Transcribe, exactly as they appear, only the lines from the one holding "the statue's lips" through the end of the entries below.

=== Excerpts of pointing data ===
○ ○ ○ ○ ○

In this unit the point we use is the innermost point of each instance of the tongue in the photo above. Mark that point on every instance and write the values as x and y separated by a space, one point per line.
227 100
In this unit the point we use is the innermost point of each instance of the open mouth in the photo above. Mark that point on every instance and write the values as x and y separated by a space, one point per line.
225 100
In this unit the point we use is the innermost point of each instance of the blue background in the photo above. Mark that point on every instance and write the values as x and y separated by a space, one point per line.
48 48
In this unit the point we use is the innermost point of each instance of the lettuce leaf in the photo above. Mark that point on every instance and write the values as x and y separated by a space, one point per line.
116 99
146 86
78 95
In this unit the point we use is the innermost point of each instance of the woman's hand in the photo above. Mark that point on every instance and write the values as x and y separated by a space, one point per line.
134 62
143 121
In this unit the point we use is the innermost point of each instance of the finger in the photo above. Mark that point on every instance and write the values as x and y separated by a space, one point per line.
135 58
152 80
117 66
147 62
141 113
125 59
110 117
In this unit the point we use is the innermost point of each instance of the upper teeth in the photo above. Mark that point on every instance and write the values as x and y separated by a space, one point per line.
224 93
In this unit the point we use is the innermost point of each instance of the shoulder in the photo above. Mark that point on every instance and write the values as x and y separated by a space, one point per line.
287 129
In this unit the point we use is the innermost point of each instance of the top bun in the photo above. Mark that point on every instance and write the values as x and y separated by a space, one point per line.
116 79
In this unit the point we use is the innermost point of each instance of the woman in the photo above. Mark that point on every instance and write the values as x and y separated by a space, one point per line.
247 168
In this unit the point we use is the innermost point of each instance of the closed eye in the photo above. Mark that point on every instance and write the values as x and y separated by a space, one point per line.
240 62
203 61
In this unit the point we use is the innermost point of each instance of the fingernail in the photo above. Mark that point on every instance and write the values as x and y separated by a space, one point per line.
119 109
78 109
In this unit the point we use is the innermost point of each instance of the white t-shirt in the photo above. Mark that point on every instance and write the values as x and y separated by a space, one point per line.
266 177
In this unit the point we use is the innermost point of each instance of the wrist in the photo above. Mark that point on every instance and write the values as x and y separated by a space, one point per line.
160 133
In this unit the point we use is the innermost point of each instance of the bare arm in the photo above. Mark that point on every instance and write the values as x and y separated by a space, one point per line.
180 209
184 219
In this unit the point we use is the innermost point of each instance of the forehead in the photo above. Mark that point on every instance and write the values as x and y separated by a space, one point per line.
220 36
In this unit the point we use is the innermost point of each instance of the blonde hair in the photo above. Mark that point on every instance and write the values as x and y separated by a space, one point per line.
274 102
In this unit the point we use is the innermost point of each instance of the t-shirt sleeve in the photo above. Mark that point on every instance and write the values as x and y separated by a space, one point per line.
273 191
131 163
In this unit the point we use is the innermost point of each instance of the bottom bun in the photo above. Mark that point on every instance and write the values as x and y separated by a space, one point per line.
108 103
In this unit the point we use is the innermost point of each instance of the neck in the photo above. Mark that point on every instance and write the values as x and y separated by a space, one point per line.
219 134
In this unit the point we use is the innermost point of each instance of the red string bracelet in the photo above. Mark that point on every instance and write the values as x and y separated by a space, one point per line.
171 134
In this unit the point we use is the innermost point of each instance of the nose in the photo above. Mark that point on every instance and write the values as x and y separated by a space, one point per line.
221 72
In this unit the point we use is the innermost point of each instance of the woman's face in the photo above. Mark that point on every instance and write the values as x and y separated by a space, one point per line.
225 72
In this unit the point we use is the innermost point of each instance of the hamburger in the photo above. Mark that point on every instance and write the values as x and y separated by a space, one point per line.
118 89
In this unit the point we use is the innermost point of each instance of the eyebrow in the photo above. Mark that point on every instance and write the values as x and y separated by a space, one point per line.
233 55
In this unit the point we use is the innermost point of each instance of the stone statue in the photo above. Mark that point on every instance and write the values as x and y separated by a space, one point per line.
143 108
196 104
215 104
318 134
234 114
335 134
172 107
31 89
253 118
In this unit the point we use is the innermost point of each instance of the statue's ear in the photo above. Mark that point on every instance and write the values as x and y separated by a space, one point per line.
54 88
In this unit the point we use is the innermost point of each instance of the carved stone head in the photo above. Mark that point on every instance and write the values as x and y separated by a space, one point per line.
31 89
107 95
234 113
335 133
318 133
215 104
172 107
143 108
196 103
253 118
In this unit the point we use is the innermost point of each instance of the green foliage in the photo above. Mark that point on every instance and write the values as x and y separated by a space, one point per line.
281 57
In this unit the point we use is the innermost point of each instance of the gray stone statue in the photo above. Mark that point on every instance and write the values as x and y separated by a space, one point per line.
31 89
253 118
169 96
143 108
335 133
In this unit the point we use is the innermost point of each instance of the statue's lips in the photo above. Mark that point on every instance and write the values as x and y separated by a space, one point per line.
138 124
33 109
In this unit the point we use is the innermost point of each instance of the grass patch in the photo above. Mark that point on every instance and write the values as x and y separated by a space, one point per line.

○ ○ ○ ○ ○

=== CORRECT RESULT ===
In this unit the point we use is the innermost point of each instance of the statue's lips in the photo above. Mark that point on every instance and write the values as x and y separated by a space, one point per line.
138 124
33 109
In this unit the point we use is the innermost point of each instance of the grass patch in the photo above. Mark that point on every instance and write the values as x and y separated by a space, one point per line.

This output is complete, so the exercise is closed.